## TO DO
Lines below starting with the line with "negative clicks: (195, 104) (177, 150)" and going on through the line with "negative clicks: (590, 202)" must be output exactly; the rest of the records must be left out.

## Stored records

+ + + +

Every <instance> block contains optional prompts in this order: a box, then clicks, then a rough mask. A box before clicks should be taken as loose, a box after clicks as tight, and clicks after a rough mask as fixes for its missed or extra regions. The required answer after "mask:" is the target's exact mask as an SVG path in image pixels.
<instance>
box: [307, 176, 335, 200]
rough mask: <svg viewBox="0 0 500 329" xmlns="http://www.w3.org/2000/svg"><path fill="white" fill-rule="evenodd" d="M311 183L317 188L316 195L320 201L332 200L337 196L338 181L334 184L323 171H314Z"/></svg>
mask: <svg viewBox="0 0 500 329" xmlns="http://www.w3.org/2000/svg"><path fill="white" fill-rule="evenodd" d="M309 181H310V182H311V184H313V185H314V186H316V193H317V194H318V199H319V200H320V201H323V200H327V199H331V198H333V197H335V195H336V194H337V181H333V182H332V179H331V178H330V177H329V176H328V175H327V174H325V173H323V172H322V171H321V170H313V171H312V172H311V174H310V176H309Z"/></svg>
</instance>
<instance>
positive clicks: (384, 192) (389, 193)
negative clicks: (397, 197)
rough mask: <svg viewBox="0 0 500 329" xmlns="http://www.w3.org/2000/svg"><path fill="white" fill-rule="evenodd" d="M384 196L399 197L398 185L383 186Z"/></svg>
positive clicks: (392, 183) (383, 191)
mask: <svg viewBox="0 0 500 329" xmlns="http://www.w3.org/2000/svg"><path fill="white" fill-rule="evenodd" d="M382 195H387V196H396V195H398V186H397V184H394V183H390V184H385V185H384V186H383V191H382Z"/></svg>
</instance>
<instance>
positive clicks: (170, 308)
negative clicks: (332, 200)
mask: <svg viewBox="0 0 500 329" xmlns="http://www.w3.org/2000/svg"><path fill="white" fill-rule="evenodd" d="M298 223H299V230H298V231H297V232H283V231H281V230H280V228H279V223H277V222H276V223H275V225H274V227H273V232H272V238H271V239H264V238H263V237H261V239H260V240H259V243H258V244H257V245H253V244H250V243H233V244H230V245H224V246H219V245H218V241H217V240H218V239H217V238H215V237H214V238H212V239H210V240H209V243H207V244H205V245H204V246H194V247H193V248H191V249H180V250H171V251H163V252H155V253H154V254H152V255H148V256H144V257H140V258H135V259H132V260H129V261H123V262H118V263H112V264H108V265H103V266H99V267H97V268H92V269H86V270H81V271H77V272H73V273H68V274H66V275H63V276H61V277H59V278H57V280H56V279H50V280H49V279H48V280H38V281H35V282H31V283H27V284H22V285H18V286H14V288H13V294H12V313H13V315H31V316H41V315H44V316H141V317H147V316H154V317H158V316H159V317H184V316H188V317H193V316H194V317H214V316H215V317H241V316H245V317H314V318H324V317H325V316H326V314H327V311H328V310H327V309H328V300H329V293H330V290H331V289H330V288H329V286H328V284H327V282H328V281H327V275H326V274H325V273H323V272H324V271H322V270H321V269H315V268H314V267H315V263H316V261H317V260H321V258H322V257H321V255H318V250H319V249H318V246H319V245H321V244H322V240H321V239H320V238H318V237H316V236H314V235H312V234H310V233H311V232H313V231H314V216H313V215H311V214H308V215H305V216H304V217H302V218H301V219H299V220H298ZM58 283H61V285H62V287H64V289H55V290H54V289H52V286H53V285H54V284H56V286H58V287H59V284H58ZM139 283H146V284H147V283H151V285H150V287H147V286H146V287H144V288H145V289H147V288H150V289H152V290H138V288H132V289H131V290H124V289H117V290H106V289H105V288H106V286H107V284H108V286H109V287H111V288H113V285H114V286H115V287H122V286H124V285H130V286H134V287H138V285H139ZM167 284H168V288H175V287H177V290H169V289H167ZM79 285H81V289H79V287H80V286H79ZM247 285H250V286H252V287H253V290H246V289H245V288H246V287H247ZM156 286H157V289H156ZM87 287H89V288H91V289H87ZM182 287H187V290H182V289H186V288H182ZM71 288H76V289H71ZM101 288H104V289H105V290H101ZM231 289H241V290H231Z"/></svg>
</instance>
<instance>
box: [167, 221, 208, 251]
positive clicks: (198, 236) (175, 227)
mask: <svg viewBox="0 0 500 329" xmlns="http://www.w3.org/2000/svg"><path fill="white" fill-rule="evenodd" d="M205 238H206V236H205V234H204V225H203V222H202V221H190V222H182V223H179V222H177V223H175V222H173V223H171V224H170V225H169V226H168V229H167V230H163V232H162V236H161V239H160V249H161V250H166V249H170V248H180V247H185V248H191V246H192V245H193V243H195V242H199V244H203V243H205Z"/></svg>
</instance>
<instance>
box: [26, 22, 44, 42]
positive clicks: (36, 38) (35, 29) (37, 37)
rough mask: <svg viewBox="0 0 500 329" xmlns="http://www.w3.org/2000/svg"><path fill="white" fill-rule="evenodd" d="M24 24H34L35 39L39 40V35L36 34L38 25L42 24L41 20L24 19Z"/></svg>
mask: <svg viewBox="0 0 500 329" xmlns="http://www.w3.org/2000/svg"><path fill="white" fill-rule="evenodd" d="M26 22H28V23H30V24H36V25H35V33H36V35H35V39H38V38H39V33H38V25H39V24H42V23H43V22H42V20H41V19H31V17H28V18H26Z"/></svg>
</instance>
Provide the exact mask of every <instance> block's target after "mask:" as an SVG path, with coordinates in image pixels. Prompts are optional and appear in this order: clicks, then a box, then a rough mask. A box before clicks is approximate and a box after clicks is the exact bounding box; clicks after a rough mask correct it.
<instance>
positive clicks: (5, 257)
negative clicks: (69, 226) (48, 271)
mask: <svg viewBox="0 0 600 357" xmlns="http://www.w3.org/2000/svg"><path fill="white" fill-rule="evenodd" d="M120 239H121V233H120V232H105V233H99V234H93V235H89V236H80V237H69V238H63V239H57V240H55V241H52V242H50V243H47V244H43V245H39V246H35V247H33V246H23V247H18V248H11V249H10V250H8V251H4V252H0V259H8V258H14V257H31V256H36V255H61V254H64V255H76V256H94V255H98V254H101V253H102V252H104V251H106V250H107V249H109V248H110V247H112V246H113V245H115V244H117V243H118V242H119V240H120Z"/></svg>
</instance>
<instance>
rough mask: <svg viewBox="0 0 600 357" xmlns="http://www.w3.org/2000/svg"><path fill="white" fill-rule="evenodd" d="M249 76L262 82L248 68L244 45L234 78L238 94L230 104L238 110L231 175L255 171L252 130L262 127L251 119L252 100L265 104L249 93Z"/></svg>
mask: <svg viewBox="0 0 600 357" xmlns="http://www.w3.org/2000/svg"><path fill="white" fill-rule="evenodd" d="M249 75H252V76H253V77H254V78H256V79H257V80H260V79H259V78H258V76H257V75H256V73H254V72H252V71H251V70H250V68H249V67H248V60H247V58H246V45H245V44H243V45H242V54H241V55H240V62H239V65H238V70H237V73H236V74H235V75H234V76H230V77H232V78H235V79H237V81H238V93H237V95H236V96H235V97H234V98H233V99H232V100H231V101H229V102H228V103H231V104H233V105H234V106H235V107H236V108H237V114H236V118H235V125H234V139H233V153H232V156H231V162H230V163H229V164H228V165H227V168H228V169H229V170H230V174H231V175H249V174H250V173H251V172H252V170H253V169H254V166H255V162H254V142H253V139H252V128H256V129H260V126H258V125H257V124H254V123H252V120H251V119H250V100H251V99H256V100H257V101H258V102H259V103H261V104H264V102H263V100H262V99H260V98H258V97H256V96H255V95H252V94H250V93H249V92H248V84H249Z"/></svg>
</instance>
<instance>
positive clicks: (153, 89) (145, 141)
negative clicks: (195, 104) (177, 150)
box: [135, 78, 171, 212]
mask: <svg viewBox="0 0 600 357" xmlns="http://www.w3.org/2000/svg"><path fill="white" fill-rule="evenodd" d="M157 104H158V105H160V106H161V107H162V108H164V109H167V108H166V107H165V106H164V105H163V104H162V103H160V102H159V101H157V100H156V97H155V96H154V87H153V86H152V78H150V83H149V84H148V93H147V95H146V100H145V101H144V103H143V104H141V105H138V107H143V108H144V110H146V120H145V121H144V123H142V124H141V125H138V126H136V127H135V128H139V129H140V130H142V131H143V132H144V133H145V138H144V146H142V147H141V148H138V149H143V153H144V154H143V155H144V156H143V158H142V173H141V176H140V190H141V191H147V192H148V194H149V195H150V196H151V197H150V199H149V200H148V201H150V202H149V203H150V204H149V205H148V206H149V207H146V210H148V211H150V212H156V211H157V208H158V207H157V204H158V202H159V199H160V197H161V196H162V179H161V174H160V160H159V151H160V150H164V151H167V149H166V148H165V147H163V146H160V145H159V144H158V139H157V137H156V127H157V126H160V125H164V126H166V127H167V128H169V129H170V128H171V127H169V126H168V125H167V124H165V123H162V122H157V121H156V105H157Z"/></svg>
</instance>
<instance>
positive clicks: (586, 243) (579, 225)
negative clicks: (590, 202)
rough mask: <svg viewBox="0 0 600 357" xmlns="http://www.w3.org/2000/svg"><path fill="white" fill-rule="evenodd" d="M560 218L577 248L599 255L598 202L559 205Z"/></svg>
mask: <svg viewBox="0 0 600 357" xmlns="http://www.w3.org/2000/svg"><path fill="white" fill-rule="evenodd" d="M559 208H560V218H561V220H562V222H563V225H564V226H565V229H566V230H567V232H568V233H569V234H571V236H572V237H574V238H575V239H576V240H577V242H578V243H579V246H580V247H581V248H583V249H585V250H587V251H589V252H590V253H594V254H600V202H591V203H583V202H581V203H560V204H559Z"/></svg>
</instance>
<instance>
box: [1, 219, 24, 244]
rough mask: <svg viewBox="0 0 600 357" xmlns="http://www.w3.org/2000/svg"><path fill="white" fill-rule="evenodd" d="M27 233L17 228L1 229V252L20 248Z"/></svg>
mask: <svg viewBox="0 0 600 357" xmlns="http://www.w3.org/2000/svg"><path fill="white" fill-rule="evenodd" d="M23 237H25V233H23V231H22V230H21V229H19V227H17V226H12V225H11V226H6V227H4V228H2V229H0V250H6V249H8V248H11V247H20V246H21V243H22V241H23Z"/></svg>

+ + + +

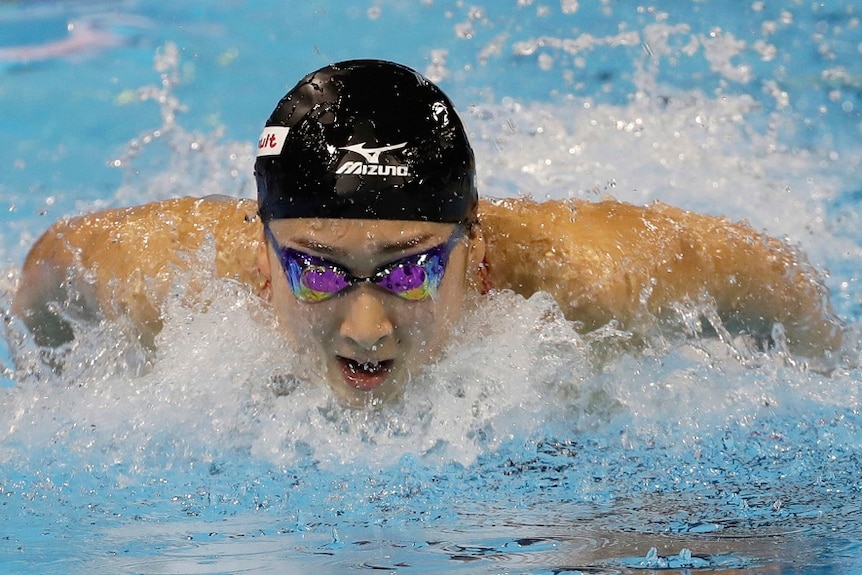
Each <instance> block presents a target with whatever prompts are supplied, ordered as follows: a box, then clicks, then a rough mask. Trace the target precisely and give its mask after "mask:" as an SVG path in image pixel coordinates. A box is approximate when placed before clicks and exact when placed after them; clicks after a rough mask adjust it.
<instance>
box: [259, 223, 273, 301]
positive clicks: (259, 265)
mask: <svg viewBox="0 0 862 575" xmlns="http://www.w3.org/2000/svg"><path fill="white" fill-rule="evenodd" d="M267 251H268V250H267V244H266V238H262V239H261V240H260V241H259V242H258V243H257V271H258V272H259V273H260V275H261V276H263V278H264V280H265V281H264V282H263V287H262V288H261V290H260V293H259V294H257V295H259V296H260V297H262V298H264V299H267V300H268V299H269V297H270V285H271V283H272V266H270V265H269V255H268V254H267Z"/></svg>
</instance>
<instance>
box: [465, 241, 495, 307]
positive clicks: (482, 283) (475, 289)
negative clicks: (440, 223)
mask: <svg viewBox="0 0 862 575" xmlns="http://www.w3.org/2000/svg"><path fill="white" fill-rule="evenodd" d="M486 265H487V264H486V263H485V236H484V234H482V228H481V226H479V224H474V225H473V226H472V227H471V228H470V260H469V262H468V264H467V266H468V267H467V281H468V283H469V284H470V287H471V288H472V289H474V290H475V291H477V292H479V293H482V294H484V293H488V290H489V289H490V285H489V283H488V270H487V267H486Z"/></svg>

+ + + +

## SOLUTION BELOW
negative clicks: (195, 104) (177, 150)
box: [135, 78, 171, 212]
mask: <svg viewBox="0 0 600 357" xmlns="http://www.w3.org/2000/svg"><path fill="white" fill-rule="evenodd" d="M157 104H158V105H160V106H161V107H162V108H164V109H167V108H166V107H165V106H164V105H163V104H162V103H160V102H159V101H157V100H156V97H155V96H154V87H153V86H152V78H150V83H149V84H148V93H147V95H146V100H145V101H144V103H143V104H141V105H138V107H143V108H144V110H146V120H145V121H144V123H142V124H141V125H138V126H136V127H135V128H139V129H140V130H142V131H143V132H144V133H145V138H144V146H142V147H141V148H138V149H143V153H144V154H143V155H144V156H143V158H142V173H141V176H140V190H141V191H147V192H148V194H149V195H150V196H151V197H150V199H149V200H148V201H150V202H149V203H150V204H149V205H148V206H149V207H146V210H148V211H150V212H156V211H157V208H158V207H157V204H158V202H159V199H160V197H161V196H162V179H161V174H160V160H159V151H160V150H164V151H167V149H166V148H165V147H163V146H160V145H159V144H158V139H157V137H156V127H157V126H160V125H164V126H166V127H167V128H169V129H170V128H171V127H169V126H168V125H167V124H165V123H162V122H157V121H156V105H157Z"/></svg>
</instance>
<instance>
positive clicks: (586, 243) (579, 225)
negative clicks: (590, 202)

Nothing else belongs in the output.